EXERCISE DIRECTIONS
Your answer is one number, how many lines in the entries include "standing".

■ ■ ■ ■ ■ ■ ■

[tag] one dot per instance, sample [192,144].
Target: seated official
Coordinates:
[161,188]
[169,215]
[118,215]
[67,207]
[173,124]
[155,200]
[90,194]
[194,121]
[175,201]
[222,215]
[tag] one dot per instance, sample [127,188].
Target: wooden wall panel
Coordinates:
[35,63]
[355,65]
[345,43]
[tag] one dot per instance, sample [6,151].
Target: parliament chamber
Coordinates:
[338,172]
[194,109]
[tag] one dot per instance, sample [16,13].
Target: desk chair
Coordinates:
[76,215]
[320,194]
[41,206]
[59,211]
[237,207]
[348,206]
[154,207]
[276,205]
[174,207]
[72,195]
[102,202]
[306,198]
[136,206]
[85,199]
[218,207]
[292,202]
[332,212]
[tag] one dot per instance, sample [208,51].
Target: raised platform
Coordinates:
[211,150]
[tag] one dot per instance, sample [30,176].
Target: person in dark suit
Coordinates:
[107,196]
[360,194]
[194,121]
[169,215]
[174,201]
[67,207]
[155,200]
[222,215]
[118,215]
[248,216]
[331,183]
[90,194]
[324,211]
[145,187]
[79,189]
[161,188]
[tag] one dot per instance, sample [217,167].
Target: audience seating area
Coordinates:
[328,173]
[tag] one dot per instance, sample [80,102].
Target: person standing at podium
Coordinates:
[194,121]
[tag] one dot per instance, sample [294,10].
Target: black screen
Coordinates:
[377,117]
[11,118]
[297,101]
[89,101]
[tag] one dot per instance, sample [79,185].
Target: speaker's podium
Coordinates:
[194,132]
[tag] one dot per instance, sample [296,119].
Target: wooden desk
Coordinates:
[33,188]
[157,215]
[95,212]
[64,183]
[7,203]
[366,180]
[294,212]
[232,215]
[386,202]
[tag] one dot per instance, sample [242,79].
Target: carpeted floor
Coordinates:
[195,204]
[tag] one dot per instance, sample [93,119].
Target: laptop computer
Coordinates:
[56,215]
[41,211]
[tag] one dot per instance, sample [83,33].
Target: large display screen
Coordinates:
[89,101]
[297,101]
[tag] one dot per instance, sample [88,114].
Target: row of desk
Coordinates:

■ ■ ■ ■ ■ ■ ■

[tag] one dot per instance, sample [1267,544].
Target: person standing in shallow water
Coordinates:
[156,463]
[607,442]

■ ■ ■ ■ ■ ■ ■

TASK RESPONSE
2